Top of Data to examine
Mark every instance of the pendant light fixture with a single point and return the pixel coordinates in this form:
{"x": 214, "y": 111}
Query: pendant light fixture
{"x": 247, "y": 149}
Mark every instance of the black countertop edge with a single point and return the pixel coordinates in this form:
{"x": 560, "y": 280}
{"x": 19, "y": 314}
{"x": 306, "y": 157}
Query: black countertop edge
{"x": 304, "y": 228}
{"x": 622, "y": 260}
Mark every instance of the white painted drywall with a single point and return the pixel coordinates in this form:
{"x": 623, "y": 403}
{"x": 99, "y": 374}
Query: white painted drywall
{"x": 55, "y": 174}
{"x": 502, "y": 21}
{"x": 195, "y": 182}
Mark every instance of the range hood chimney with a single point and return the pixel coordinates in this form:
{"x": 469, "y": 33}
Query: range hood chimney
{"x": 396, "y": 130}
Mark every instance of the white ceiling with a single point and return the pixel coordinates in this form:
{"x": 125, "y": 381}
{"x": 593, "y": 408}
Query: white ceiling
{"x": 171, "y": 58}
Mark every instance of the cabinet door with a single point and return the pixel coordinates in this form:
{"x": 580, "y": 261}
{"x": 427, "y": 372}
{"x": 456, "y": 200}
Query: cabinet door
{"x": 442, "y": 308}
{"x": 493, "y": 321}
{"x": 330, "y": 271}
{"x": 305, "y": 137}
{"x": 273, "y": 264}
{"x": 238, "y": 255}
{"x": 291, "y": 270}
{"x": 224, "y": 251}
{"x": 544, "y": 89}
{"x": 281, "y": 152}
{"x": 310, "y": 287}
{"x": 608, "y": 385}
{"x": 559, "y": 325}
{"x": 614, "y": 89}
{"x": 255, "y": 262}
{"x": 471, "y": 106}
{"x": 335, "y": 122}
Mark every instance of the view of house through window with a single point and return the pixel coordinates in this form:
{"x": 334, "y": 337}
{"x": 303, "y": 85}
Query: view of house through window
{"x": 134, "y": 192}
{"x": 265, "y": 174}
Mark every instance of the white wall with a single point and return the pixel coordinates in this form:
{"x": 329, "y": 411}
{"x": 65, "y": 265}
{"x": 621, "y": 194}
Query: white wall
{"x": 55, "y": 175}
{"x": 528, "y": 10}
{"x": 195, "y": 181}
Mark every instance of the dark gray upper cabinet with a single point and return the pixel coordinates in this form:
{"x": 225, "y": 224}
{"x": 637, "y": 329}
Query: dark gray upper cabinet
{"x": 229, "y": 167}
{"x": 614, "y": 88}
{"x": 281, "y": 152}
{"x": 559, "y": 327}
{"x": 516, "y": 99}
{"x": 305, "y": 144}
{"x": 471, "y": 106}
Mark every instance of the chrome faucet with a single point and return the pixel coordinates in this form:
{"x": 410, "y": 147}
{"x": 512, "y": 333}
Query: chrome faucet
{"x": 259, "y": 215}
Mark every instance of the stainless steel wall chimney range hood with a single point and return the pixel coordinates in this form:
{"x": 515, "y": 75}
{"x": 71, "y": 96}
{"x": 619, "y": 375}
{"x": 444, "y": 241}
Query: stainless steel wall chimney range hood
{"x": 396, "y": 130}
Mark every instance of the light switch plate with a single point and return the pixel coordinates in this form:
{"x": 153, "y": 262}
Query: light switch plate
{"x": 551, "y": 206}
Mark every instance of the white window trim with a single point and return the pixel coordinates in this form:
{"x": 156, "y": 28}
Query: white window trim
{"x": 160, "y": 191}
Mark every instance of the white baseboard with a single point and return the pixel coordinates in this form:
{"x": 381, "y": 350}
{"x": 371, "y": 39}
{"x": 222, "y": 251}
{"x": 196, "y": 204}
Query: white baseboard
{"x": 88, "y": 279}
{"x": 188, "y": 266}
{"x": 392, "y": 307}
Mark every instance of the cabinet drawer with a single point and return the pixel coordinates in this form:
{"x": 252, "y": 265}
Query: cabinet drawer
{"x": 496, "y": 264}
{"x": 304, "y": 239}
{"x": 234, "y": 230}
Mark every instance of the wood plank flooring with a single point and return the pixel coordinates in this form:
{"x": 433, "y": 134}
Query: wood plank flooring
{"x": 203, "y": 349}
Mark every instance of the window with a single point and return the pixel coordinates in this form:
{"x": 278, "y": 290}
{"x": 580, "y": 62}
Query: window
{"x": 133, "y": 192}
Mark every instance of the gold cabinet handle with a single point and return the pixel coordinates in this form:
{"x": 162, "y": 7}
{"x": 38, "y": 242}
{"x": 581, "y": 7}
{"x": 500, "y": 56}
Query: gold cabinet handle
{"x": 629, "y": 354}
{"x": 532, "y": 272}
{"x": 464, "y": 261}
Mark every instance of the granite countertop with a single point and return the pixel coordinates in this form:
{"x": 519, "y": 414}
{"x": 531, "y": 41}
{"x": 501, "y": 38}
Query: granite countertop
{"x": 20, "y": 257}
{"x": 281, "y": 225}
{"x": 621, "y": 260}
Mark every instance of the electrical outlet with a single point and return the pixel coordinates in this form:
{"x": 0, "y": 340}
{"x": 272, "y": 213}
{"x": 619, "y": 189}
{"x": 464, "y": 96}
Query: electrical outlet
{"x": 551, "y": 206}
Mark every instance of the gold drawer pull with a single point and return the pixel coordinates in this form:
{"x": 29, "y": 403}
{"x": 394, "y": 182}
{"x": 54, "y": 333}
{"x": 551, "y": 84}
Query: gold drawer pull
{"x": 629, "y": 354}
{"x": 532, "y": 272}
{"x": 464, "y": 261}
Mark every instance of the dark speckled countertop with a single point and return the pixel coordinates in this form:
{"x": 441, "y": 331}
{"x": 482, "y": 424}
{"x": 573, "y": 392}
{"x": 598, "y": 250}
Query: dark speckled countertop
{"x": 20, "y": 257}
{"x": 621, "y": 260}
Bottom of Data to examine
■ Requirement ■
Transcribe all of the material exactly as it was written.

■ Solution to the exercise ■
Mark every instance of the pendant light fixture with a single point and return the pixel coordinates in this form:
{"x": 214, "y": 111}
Query: pendant light fixture
{"x": 247, "y": 149}
Mark every instance of the black countertop edge with a single point and return the pixel coordinates in this form:
{"x": 560, "y": 280}
{"x": 19, "y": 314}
{"x": 306, "y": 157}
Query: black countertop edge
{"x": 304, "y": 228}
{"x": 622, "y": 260}
Mark every instance of the white painted drywall with a single point and return the pixel coordinates in this form:
{"x": 623, "y": 403}
{"x": 99, "y": 374}
Query: white painted drywall
{"x": 55, "y": 174}
{"x": 502, "y": 21}
{"x": 195, "y": 182}
Mark every instance of the range hood chimney with a single point and return the pixel coordinates in this form:
{"x": 469, "y": 33}
Query: range hood chimney
{"x": 396, "y": 130}
Mark every instance of the white ceiling with a single point and return the pixel coordinates in this form:
{"x": 125, "y": 381}
{"x": 593, "y": 408}
Query: white ceiling
{"x": 171, "y": 58}
Mark every instance of the cabinet door with a single point and return the pixel coordinates in this form:
{"x": 580, "y": 261}
{"x": 427, "y": 372}
{"x": 456, "y": 200}
Query: cabinet door
{"x": 442, "y": 308}
{"x": 493, "y": 321}
{"x": 330, "y": 271}
{"x": 305, "y": 137}
{"x": 273, "y": 264}
{"x": 238, "y": 255}
{"x": 291, "y": 270}
{"x": 224, "y": 251}
{"x": 544, "y": 89}
{"x": 281, "y": 152}
{"x": 310, "y": 287}
{"x": 608, "y": 385}
{"x": 559, "y": 325}
{"x": 614, "y": 89}
{"x": 255, "y": 262}
{"x": 471, "y": 106}
{"x": 335, "y": 122}
Mark every instance of the view of house through window with a single point and return the pixel coordinates in this form:
{"x": 334, "y": 337}
{"x": 303, "y": 85}
Query: view of house through window
{"x": 134, "y": 192}
{"x": 265, "y": 174}
Mark every instance of the white wall with a single point and return the pixel coordinates in this form:
{"x": 329, "y": 411}
{"x": 65, "y": 265}
{"x": 621, "y": 194}
Query: white wall
{"x": 55, "y": 175}
{"x": 528, "y": 10}
{"x": 195, "y": 181}
Mark every instance of the dark gray upper cabinet with a single point and return the pixel coordinates in this form:
{"x": 225, "y": 224}
{"x": 637, "y": 329}
Query: dark gray upper cabinet
{"x": 229, "y": 167}
{"x": 614, "y": 88}
{"x": 281, "y": 152}
{"x": 559, "y": 327}
{"x": 516, "y": 99}
{"x": 305, "y": 144}
{"x": 471, "y": 106}
Mark every instance of the chrome faucet with a single point and return the pixel coordinates in this form:
{"x": 410, "y": 147}
{"x": 512, "y": 333}
Query: chrome faucet
{"x": 259, "y": 215}
Mark every instance of the stainless steel wall chimney range hood with a single point and return the pixel coordinates in this form:
{"x": 515, "y": 75}
{"x": 71, "y": 96}
{"x": 619, "y": 375}
{"x": 444, "y": 241}
Query: stainless steel wall chimney range hood
{"x": 396, "y": 130}
Mark every instance of the light switch plate with a single point and return the pixel coordinates in this form:
{"x": 153, "y": 262}
Query: light switch plate
{"x": 551, "y": 206}
Mark every instance of the white window trim with a single point and return the pixel coordinates in this form:
{"x": 156, "y": 28}
Query: white window trim
{"x": 160, "y": 191}
Mark every instance of the white baseboard with a single point and return the pixel coordinates in this form:
{"x": 381, "y": 350}
{"x": 371, "y": 39}
{"x": 222, "y": 251}
{"x": 196, "y": 204}
Query: white baseboard
{"x": 88, "y": 279}
{"x": 188, "y": 266}
{"x": 392, "y": 307}
Mark every instance of the cabinet drawer with a single point and return the pixel coordinates in this form:
{"x": 252, "y": 265}
Query: cabinet drawer
{"x": 496, "y": 264}
{"x": 304, "y": 239}
{"x": 234, "y": 230}
Mark every instance of the wood plank flooring with a single point and return the pixel coordinates in this form:
{"x": 433, "y": 134}
Query: wood plank flooring
{"x": 203, "y": 349}
Mark every instance of the window with a single point and return the pixel coordinates in this form:
{"x": 278, "y": 290}
{"x": 580, "y": 62}
Query: window
{"x": 133, "y": 192}
Mark every instance of the gold cabinet handle with a single point and return the pixel coordinates in this form:
{"x": 162, "y": 7}
{"x": 38, "y": 242}
{"x": 581, "y": 7}
{"x": 500, "y": 56}
Query: gold cabinet handle
{"x": 629, "y": 354}
{"x": 532, "y": 272}
{"x": 464, "y": 261}
Mark every instance of the granite countertop with a single point and return the pixel coordinates in this form:
{"x": 519, "y": 414}
{"x": 531, "y": 41}
{"x": 501, "y": 38}
Query: granite countertop
{"x": 20, "y": 257}
{"x": 281, "y": 225}
{"x": 621, "y": 260}
Mark every instance of the electrical outlet with a single point and return the pixel coordinates in this form:
{"x": 0, "y": 340}
{"x": 272, "y": 213}
{"x": 619, "y": 189}
{"x": 464, "y": 96}
Query: electrical outlet
{"x": 551, "y": 206}
Mark every instance of the gold drawer pull with a single point and return the pixel coordinates in this form:
{"x": 29, "y": 403}
{"x": 394, "y": 182}
{"x": 54, "y": 333}
{"x": 551, "y": 84}
Query: gold drawer pull
{"x": 629, "y": 354}
{"x": 532, "y": 272}
{"x": 464, "y": 261}
Mark every instance of the dark speckled countertop with a single point and return the pixel coordinates in this form:
{"x": 441, "y": 331}
{"x": 482, "y": 424}
{"x": 573, "y": 392}
{"x": 598, "y": 250}
Query: dark speckled countertop
{"x": 20, "y": 257}
{"x": 621, "y": 260}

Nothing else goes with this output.